● **WORK ITEM**: For the word "wooden", return each line of the data in which it occurs.

● **PROVIDED MATERIAL**:

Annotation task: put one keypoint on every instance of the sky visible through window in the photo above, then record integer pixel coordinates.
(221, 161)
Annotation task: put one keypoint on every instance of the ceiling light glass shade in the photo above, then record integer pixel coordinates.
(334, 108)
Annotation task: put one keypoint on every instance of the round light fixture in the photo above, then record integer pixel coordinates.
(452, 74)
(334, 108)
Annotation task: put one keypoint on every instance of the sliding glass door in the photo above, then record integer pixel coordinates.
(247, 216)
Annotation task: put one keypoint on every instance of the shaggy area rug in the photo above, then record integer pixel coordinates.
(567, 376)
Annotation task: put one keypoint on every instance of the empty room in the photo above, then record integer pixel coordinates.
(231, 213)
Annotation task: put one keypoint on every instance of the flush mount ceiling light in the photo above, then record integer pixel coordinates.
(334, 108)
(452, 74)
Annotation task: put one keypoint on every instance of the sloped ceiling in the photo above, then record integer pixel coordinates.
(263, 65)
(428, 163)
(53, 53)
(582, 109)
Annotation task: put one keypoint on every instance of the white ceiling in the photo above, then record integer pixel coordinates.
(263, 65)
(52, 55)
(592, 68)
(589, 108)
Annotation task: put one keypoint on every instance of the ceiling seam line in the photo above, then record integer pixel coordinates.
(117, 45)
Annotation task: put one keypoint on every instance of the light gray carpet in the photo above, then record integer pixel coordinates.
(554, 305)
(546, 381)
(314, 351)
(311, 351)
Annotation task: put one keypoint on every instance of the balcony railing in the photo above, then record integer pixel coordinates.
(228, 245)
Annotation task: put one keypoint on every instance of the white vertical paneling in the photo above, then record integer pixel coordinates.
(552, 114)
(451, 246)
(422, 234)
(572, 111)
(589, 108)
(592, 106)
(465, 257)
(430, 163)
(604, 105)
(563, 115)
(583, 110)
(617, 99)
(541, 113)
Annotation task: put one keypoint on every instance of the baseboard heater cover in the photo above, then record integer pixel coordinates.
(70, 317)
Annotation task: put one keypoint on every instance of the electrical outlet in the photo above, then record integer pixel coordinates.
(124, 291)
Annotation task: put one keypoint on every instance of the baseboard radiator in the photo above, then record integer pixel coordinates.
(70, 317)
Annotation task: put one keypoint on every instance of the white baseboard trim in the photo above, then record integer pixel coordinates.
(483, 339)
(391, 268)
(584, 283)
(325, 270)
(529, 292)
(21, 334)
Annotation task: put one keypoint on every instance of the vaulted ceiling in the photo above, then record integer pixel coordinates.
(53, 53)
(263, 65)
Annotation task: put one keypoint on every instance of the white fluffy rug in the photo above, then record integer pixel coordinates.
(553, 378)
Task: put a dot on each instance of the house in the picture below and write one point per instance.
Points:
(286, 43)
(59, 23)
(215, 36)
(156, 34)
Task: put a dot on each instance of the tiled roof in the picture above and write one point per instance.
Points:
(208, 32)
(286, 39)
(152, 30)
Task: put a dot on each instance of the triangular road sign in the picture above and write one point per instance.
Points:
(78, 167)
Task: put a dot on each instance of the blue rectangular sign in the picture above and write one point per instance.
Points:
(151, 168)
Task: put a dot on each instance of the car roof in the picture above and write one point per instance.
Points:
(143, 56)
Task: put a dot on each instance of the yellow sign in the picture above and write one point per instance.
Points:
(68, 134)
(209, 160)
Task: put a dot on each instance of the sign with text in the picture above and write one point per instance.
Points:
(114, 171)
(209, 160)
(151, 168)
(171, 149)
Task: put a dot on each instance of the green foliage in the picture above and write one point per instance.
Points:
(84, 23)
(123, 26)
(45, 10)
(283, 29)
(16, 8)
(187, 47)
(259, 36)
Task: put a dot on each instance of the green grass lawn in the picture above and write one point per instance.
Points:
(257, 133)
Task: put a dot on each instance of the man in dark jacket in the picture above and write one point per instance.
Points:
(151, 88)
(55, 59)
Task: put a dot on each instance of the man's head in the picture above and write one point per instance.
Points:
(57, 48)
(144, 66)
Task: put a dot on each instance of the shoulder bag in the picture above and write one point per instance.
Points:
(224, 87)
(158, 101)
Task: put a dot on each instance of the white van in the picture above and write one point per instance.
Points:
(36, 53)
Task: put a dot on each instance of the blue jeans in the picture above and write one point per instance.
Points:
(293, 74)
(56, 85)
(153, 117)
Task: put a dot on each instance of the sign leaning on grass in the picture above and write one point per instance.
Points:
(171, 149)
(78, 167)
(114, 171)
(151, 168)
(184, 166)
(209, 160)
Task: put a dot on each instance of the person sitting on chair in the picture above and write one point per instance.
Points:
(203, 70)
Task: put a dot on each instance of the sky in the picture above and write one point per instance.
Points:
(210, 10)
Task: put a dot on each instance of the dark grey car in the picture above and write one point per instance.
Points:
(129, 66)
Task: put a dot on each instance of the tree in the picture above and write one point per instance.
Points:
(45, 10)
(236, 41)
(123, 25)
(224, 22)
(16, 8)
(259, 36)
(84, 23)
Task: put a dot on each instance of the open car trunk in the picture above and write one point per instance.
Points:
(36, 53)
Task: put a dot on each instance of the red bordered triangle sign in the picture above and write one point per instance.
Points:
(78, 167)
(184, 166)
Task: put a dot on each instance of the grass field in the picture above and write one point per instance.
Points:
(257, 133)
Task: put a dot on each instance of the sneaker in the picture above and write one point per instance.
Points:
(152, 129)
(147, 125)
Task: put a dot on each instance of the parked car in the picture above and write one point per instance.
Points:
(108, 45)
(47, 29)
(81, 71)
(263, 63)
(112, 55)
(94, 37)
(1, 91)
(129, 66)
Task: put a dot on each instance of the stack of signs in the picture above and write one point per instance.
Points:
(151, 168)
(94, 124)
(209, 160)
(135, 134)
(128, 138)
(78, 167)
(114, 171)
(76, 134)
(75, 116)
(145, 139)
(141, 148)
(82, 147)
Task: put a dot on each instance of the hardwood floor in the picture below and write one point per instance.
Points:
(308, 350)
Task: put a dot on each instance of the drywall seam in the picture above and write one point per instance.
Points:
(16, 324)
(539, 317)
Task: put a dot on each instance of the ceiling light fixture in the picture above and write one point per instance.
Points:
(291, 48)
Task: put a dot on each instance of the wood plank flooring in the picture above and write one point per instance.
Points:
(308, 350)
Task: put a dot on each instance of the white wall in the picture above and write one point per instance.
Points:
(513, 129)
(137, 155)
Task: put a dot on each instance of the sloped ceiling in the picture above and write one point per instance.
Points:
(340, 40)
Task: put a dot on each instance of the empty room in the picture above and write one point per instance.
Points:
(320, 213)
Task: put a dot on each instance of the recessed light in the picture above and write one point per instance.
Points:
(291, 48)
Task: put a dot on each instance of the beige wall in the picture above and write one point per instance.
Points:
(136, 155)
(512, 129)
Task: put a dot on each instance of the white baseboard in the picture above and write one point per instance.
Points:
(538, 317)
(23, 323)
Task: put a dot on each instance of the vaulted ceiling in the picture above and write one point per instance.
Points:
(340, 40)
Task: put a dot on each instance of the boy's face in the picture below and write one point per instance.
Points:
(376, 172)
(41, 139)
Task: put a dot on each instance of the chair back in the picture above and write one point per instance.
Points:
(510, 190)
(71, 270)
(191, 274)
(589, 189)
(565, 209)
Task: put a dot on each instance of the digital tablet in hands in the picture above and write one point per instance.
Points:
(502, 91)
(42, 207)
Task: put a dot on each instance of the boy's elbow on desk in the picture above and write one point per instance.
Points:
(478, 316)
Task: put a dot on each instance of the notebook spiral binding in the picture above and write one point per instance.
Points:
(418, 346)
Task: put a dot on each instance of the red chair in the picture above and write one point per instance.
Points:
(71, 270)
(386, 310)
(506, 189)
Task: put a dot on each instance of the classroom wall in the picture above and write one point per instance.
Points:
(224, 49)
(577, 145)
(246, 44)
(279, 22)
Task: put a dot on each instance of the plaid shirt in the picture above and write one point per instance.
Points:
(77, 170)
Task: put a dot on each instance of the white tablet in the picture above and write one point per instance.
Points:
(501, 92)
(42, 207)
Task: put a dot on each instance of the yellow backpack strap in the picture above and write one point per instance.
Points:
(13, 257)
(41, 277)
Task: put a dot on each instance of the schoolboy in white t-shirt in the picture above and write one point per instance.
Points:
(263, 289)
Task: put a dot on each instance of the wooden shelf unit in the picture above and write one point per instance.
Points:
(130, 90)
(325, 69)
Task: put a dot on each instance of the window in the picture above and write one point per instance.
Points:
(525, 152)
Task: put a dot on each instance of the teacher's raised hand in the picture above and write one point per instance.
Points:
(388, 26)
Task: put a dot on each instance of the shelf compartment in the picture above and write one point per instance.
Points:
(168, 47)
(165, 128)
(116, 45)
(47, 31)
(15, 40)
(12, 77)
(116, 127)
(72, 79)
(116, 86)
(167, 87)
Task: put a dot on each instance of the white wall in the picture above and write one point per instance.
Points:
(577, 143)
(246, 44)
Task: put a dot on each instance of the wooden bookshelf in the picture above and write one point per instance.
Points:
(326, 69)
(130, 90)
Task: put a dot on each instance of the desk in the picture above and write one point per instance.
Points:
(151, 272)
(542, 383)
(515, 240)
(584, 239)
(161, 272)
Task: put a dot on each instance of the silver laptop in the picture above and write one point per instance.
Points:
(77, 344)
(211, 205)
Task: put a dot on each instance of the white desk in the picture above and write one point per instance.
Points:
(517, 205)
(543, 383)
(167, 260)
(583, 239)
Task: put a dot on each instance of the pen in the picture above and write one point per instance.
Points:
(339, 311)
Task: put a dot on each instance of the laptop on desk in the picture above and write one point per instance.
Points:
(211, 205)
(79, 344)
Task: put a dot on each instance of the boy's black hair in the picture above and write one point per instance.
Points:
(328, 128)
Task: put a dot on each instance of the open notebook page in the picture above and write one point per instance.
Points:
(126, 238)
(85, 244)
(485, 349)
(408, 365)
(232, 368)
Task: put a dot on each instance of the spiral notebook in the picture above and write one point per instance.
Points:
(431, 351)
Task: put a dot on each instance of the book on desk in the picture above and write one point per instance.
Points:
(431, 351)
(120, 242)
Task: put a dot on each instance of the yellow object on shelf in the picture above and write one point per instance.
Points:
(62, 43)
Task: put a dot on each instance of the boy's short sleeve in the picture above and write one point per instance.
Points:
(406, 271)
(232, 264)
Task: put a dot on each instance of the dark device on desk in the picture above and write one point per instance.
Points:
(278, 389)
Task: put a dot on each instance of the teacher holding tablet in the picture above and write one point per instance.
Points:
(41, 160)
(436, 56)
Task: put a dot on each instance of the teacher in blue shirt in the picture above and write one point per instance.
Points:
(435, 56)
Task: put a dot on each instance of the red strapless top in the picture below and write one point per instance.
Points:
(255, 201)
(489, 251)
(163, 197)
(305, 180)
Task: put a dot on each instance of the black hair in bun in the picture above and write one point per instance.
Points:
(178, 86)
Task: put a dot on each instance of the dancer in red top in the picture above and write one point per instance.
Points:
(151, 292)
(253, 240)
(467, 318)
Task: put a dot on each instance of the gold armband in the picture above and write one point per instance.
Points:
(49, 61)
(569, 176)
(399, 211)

● **YOUR SOLUTION**:
Task: put a dot on each instance of the wooden shelf unit in the picture above and write one point per instance.
Task: put a dot on each instance of the wooden bookshelf in the picture above and write one point per instance.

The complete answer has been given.